◆ What is needed:
Transcribe the records below exactly.

── Extracted data ──

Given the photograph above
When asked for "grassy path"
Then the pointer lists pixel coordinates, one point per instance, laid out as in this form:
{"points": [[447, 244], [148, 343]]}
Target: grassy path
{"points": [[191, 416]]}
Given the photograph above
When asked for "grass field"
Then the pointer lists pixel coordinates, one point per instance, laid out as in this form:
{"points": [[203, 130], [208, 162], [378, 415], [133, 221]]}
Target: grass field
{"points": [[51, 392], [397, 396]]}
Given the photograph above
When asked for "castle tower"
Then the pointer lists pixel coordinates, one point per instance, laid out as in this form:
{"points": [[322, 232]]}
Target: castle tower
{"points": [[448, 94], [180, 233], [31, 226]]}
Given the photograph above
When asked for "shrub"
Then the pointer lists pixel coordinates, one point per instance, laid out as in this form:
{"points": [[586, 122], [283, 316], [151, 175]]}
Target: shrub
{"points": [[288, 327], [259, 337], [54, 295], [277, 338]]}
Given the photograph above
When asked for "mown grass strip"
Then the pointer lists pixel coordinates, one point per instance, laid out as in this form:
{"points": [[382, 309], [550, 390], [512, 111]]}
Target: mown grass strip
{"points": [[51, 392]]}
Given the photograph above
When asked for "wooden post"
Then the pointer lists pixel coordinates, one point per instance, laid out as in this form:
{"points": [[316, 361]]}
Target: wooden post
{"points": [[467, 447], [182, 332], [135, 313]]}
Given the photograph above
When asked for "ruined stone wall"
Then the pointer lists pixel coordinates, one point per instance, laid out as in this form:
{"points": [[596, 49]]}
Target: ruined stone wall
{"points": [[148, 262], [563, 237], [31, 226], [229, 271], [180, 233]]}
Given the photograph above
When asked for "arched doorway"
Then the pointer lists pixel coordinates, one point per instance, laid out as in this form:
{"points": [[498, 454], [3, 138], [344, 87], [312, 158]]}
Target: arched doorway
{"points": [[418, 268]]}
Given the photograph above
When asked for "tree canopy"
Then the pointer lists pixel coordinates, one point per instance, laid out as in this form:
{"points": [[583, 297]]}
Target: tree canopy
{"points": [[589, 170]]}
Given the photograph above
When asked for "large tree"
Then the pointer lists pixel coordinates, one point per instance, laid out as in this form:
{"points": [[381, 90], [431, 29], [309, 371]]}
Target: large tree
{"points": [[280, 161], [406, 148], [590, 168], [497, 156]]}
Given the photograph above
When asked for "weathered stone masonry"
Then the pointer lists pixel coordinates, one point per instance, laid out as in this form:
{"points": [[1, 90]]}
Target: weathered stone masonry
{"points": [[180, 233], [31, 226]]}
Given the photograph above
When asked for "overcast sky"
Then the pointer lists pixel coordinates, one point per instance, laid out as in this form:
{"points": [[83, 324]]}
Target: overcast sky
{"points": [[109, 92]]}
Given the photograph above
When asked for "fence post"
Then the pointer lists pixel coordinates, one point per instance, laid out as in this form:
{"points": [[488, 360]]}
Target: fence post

───

◆ Response to the exercise:
Given the photograph above
When asked for "grassy path"
Then the pointer lists pixel coordinates, one point per instance, laid out as in this form:
{"points": [[447, 244], [148, 343]]}
Target: grassy path
{"points": [[191, 416]]}
Given the photograph above
When asked for "grass field"
Then the pointer lists pixel coordinates, one point per instance, laid out as in this form:
{"points": [[203, 130], [208, 162], [378, 415], [133, 221]]}
Target: grass field
{"points": [[51, 392], [397, 396]]}
Given the photograph above
When asked for "castle tower"
Then the pointer lists pixel coordinates, one point per instance, laid out as in this form:
{"points": [[322, 232]]}
Target: castle tower
{"points": [[448, 94], [180, 233], [31, 226]]}
Given the photograph above
When asked for "shrub"
Then the pointer lists pixel coordinates, one point per instance, laid out as in this form:
{"points": [[586, 122], [283, 316], [151, 175]]}
Target: shrub
{"points": [[288, 327], [259, 337], [54, 295], [277, 338]]}
Given the photograph above
When asked for "mown grass strip"
Then the pointer lists pixel coordinates, one point per instance, laid out as in this form:
{"points": [[382, 309], [550, 390], [512, 111]]}
Target: mown grass strip
{"points": [[51, 392]]}
Given the photograph above
When asked for "wooden post"
Then the pointer lists pixel coordinates, one point per instance, laid out as in this form:
{"points": [[316, 361]]}
Target: wooden post
{"points": [[467, 447], [182, 332], [135, 313]]}
Given the photograph above
When asked for "ruined stone wall"
Then the pointer lists pixel coordinates, one point per instance, laid out as in this form:
{"points": [[596, 49]]}
Target: ruined stone wall
{"points": [[148, 262], [563, 237], [31, 226], [229, 271], [180, 233]]}
Given the photograph above
When asked for "arched doorway"
Then the pointer lists pixel coordinates, one point per instance, laid out as in this form:
{"points": [[498, 454], [3, 138], [344, 87], [312, 158]]}
Target: arched doorway
{"points": [[418, 268]]}
Given the photograph above
When asked for "tree canopy"
Then the pointer lists pixel coordinates, one point per instance, laid out as in this form:
{"points": [[583, 297]]}
Target: tree canopy
{"points": [[589, 170]]}
Given the photograph above
When asked for "large tree"
Then the pointer lists pixel coordinates, one point per instance, laid out as in this form:
{"points": [[381, 90], [431, 29], [309, 371]]}
Target: large tree
{"points": [[280, 161], [406, 148], [590, 168], [497, 156]]}
Given the photograph above
When asked for "weathered stone masonry"
Then the pointer lists pixel coordinates, one point per instance, laid out as in this form:
{"points": [[1, 90]]}
Target: weathered stone masonry
{"points": [[180, 233], [31, 226]]}
Given the photograph above
When asked for "overcast sky"
Then the pointer lists pixel coordinates, one point per instance, laid out as in this form:
{"points": [[83, 324]]}
Target: overcast sky
{"points": [[109, 92]]}
Given the photograph above
When asked for "fence post"
Then the pointer lists pixel coordinates, one point per instance, laid out as in this form:
{"points": [[488, 360]]}
Target: fence post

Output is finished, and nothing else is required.